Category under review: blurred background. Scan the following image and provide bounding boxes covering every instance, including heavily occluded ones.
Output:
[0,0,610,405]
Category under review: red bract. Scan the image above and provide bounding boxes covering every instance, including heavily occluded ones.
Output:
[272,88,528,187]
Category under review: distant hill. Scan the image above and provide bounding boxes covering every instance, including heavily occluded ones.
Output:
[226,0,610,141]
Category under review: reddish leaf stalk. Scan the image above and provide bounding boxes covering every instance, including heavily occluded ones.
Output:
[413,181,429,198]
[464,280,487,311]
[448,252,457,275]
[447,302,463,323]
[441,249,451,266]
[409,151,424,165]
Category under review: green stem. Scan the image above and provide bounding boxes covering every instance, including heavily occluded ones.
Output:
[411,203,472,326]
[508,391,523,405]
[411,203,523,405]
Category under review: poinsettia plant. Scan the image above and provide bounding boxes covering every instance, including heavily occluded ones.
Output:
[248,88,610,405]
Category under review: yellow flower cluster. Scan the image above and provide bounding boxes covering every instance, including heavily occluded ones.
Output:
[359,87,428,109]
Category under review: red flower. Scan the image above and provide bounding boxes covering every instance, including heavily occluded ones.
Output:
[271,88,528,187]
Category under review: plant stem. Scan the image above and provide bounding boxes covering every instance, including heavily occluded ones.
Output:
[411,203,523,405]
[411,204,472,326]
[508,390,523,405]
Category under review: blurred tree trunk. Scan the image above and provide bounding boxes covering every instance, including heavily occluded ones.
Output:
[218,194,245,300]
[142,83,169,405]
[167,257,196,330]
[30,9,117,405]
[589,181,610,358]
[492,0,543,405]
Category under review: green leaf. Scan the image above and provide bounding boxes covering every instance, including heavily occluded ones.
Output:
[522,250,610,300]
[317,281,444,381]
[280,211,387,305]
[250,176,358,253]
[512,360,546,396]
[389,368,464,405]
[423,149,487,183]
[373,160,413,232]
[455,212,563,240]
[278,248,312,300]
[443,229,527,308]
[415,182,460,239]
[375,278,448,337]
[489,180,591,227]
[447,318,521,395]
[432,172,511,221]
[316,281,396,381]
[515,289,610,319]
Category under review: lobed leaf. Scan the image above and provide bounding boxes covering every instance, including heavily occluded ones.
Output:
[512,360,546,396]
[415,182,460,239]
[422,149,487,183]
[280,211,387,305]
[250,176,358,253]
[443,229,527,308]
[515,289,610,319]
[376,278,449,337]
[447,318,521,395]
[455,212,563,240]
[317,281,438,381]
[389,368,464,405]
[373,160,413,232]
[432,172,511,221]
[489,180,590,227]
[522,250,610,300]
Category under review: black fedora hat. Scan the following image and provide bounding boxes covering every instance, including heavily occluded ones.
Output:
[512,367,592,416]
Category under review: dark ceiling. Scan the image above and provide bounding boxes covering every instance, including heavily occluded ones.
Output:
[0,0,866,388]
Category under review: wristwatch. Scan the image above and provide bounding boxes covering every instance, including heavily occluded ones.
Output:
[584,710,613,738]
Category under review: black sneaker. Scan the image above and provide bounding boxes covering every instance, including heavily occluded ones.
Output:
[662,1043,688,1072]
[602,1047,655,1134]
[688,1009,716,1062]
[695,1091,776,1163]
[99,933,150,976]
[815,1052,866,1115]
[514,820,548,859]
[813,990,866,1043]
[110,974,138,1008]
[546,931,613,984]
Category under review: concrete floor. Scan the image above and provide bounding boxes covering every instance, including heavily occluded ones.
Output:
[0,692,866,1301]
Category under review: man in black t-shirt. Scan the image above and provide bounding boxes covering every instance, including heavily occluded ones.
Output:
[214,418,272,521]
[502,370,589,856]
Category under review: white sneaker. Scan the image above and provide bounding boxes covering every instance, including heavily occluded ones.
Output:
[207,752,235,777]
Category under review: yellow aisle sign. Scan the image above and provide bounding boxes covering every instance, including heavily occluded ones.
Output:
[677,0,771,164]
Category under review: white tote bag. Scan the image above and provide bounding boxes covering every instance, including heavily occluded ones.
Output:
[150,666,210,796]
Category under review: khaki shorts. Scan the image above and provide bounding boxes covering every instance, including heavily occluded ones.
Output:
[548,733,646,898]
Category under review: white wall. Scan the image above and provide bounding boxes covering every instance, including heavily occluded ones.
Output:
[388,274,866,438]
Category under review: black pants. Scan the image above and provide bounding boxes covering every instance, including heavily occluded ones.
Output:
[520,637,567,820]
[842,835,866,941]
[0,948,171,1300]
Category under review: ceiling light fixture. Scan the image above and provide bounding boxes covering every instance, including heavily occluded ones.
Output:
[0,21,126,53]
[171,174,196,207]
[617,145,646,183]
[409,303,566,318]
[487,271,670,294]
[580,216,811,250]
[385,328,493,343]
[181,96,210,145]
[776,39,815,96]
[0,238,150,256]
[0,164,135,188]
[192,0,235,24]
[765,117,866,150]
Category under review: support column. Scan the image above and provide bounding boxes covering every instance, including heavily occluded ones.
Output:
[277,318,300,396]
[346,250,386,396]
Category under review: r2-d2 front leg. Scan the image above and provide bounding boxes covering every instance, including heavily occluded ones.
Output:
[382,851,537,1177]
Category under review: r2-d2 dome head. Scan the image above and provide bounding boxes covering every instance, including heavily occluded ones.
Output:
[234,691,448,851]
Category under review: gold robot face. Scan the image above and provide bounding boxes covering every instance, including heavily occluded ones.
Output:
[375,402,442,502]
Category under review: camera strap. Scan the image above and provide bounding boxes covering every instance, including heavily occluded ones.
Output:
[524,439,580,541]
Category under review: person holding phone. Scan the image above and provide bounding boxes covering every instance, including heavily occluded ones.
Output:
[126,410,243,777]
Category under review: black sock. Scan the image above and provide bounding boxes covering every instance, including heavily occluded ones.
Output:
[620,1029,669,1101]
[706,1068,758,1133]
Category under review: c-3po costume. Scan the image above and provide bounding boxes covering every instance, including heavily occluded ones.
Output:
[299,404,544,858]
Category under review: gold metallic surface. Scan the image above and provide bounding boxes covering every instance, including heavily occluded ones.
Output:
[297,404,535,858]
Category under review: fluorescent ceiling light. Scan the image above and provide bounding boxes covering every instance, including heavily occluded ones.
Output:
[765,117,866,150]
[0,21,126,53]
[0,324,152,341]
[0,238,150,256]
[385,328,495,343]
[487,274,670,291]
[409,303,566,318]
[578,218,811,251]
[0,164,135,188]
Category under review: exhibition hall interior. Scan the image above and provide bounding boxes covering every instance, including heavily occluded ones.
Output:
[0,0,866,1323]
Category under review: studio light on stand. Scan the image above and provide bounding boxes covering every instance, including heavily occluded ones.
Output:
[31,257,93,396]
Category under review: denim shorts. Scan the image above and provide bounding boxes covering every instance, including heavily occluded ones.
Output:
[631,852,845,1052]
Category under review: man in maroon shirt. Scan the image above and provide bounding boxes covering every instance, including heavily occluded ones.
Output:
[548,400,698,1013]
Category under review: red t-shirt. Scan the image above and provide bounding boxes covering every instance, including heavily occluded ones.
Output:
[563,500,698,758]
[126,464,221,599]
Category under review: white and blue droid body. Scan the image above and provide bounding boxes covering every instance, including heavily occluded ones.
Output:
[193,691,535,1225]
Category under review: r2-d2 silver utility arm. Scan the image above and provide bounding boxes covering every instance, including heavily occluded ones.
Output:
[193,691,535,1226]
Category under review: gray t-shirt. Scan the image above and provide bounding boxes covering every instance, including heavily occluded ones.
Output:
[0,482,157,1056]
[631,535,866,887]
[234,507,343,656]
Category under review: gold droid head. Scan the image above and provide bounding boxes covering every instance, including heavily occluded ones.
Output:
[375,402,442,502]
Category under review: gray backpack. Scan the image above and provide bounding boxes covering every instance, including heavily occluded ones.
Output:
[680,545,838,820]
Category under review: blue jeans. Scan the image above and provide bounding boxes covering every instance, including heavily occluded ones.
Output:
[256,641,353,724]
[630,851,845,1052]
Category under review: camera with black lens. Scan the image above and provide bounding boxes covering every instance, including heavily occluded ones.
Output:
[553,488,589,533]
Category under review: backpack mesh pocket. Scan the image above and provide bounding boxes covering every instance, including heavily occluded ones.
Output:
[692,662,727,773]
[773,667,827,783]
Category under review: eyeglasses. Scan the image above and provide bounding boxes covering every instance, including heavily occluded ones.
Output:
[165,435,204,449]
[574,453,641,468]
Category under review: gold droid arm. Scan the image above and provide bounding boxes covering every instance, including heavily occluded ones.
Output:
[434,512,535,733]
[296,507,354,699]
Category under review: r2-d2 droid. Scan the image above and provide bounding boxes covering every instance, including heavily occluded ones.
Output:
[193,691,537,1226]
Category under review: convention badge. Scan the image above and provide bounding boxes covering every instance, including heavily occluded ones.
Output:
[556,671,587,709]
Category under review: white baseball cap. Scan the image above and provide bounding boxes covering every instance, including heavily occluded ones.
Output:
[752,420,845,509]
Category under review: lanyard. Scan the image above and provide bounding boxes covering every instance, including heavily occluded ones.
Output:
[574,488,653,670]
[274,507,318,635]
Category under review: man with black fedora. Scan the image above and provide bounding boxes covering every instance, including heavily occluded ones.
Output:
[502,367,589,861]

TASK PROMPT — Please update the lines of the listing between the line holding "Category under review: man in maroon" and the line holding "[193,691,535,1225]", inclusive, replacing "heavily occluded" with "partially hidden" and keeping everything else unchanged. Return only those lines.

RESPONSE TO THE EXERCISE —
Category under review: man in maroon shirt. Scan the image above and provide bounding boxes covering every instance, including partially hidden ones.
Output:
[548,400,698,1013]
Category under review: red t-shirt. Scan the image above and provide bounding boxes covering every instance, including partially hidden ones.
Output:
[563,500,698,758]
[126,464,221,599]
Category under review: white and blue droid body. Scan the image above and provide bounding boxes covering every instance, including partially hidden ones.
Output:
[193,691,535,1225]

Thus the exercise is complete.